- Your instructions -
Edit the rows below so that each occurrence of "wanted" reads "requested", and keep everything else identical.

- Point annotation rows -
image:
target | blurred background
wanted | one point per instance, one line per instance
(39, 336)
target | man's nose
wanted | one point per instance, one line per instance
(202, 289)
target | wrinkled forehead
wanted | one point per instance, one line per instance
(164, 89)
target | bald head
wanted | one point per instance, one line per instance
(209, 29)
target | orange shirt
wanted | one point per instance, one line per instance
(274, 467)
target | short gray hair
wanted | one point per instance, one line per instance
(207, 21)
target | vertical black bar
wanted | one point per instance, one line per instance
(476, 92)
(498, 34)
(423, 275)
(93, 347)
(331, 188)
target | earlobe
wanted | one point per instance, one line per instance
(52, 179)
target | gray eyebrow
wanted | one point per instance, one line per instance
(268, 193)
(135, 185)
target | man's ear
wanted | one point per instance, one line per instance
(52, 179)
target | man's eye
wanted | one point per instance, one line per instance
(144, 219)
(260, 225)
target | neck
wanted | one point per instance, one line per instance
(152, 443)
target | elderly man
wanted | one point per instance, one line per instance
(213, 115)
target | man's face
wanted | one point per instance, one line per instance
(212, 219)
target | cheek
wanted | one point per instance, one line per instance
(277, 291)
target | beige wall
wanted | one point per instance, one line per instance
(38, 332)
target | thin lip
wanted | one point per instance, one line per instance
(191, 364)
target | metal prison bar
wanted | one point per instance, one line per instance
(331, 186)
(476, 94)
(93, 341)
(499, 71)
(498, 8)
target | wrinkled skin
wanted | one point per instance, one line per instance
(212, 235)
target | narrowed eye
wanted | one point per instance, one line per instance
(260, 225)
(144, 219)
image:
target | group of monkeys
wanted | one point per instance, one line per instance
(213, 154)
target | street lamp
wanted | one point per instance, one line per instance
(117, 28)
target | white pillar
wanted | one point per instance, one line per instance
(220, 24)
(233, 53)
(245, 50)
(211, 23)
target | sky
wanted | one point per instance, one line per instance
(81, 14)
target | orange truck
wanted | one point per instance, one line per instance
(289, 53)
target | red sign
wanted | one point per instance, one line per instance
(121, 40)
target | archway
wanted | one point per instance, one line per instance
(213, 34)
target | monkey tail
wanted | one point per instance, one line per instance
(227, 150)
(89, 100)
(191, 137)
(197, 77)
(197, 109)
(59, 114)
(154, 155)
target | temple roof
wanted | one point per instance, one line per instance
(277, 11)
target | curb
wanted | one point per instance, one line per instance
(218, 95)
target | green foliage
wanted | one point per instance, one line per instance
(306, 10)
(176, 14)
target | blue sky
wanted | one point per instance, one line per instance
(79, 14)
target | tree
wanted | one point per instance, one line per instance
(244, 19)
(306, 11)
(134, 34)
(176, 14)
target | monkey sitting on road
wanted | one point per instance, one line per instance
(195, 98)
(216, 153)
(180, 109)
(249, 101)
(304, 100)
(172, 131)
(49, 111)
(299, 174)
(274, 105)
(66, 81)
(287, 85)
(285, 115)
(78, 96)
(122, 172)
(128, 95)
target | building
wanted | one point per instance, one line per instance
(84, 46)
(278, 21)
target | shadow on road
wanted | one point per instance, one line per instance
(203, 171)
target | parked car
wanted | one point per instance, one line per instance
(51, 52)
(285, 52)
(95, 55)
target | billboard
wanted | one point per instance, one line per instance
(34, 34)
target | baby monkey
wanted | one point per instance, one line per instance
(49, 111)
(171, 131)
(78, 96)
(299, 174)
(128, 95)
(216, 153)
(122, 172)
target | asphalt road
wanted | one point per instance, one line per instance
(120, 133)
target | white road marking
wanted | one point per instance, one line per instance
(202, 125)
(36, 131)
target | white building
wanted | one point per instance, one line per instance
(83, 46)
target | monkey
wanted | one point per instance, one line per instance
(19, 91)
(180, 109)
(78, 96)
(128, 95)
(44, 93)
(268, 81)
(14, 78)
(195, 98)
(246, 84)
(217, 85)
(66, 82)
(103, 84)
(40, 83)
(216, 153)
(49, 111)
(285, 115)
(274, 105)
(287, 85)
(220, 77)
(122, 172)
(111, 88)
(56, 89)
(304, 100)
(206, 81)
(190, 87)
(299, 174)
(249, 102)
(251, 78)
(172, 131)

- Exercise solution -
image:
target | blurred background
requested | one point per instance, one line per instance
(39, 336)
target | man's nose
requested | one point per instance, one line per instance
(202, 289)
target | wrinkled forehead
requested | one point per instance, one line per instance
(164, 89)
target | bald head
requested | one point per instance, one line per instance
(209, 29)
target | orange shirt
requested | one point per instance, one line per instance
(274, 467)
target | short gray hair
requested | one point per instance, one line per instance
(207, 21)
target | vertical black bar
requested | one point per instance, one line per instance
(476, 92)
(498, 34)
(423, 275)
(93, 347)
(331, 188)
target | earlobe
requested | one point per instance, one line per instance
(52, 179)
target | gray eyebrow
requested | one point per instance, one line per instance
(268, 193)
(135, 185)
target | man's ear
requested | one point per instance, one line per instance
(52, 179)
target | man's eye
requested | one point per instance, one line per instance
(144, 219)
(260, 225)
target | neck
requested | one point per instance, one line per instance
(152, 443)
target | elderly man
requested | one point per instance, one line per instance
(213, 115)
target | man's face
requested | one point per instance, one line per instance
(212, 219)
target | cheek
requested | one point per instance, one line per instance
(277, 291)
target | beige wall
requested | one point per instance, one line per instance
(38, 332)
target | thin lip
requested | one point per instance, one line per instance
(191, 364)
target | metal prison bar
requested | one point per instance, one line per instance
(331, 186)
(476, 94)
(93, 341)
(499, 71)
(498, 8)
target | wrinkled skin
requested | one point per instance, one line per instance
(212, 235)
target | narrowed eye
requested | one point per instance, one line per instance
(260, 225)
(144, 219)
image:
target | group of monkeys
requested | one point per instance, one line per instance
(213, 154)
target | street lamp
requested | one point per instance, one line per instance
(117, 28)
target | white pillar
requested | one point per instance, one line per instance
(220, 24)
(233, 53)
(245, 50)
(211, 23)
target | sky
requested | one point per instance, one line per instance
(81, 14)
target | orange truck
requested | one point per instance, one line per instance
(289, 53)
target | red sign
requested | one point per instance, one line per instance
(121, 40)
target | archway
requested | one point per instance, one line per instance
(213, 34)
target | monkey tail
requested | one point per instance, one line per instance
(227, 150)
(89, 100)
(191, 137)
(197, 77)
(197, 109)
(59, 114)
(154, 155)
target | temple roof
requested | one point per instance, one line per instance
(277, 11)
target | curb
requested | one point per instance, one line per instance
(218, 95)
target | green foliage
requested | one point per instance, one line per instance
(306, 10)
(176, 14)
target | blue sky
requested | one point per instance, one line per instance
(79, 14)
target | tree
requested | one point per instance, one line per instance
(244, 19)
(306, 11)
(134, 34)
(176, 14)
target | monkey sitting on road
requested | one point per instance, one line per instance
(195, 98)
(216, 153)
(180, 109)
(249, 101)
(304, 100)
(172, 131)
(49, 111)
(299, 174)
(274, 105)
(66, 81)
(287, 85)
(285, 115)
(78, 96)
(122, 172)
(128, 95)
target | building
requested | one point per instance, one line per instance
(84, 46)
(278, 21)
target | shadow on road
requested | one point per instance, one line per instance
(203, 171)
target | parked car
requested | one point per instance, one line per instance
(51, 52)
(285, 52)
(95, 55)
target | billboard
requested | one point per instance, one line per instance
(34, 34)
target | baby monkey
requested | one point per instance, one line per instance
(49, 111)
(171, 131)
(78, 96)
(299, 174)
(128, 95)
(216, 153)
(122, 172)
target | asphalt road
requested | one point per instance, one line per instance
(120, 133)
target | white road marking
requested | one point per instance, one line per instance
(202, 125)
(36, 131)
target | white building
requested | one point per instance, one line per instance
(83, 46)
target | monkey
requested | one point per instance, one line per instance
(19, 91)
(180, 109)
(78, 96)
(128, 95)
(44, 93)
(268, 81)
(14, 78)
(195, 98)
(246, 84)
(217, 85)
(66, 82)
(103, 84)
(40, 83)
(216, 153)
(49, 111)
(285, 115)
(274, 105)
(287, 85)
(220, 77)
(122, 172)
(111, 88)
(56, 89)
(304, 100)
(206, 81)
(190, 87)
(299, 174)
(249, 102)
(251, 78)
(172, 131)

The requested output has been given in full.